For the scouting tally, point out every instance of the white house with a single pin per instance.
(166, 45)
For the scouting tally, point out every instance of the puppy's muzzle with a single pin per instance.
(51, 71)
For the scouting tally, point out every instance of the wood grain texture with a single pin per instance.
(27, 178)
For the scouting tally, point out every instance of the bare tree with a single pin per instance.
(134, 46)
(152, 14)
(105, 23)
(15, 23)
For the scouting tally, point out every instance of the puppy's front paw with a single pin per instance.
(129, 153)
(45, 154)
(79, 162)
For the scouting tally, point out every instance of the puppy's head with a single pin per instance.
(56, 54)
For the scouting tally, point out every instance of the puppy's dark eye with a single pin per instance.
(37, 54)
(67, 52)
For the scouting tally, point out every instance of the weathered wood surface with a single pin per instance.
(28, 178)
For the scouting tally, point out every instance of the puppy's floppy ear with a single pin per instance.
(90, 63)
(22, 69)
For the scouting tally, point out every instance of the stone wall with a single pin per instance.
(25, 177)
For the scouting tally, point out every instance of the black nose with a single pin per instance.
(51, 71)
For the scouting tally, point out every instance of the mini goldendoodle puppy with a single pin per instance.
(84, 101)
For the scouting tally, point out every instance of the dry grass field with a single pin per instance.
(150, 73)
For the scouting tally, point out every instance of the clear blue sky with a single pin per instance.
────
§ **Exercise**: Reproduce the data in its entirety, matching each character.

§ **Expected output**:
For the scouting tally, point out every instance of the white house with a single pin per instance.
(166, 45)
For the scouting tally, point out every instance of the puppy's muzzle with a single pin per instance.
(51, 71)
For the scouting tally, point out every instance of the wood grain texture with a single pin per instance.
(27, 178)
For the scouting tally, point out every instance of the bare tree with a single pin per instance.
(134, 46)
(152, 14)
(105, 23)
(15, 23)
For the scouting tally, point out every instance of the puppy's front paw with a single pin per instance.
(129, 153)
(45, 154)
(79, 162)
For the scouting tally, point out every instance of the puppy's head with a single pin per instance.
(56, 54)
For the scouting tally, point out every instance of the puppy's dark eye with a single pin per instance.
(37, 54)
(67, 52)
For the scouting tally, point out every instance of the weathered wood surface with a single pin per instance.
(28, 178)
For the scouting tally, point out every instance of the puppy's floppy ear with a single pin per instance.
(90, 63)
(22, 69)
For the scouting tally, point out every instance of the stone wall with a single pin per instance.
(25, 177)
For the scouting tally, point out every instance of the black nose with a single pin per instance.
(51, 71)
For the scouting tally, point out every instance of the mini goldendoodle puppy with a single pin per instance.
(84, 101)
For the scouting tally, point out every instance of the dry grass field with a single pin per instance.
(150, 73)
For the scouting tally, point out every instance of the clear blue sky with a single pin per instance.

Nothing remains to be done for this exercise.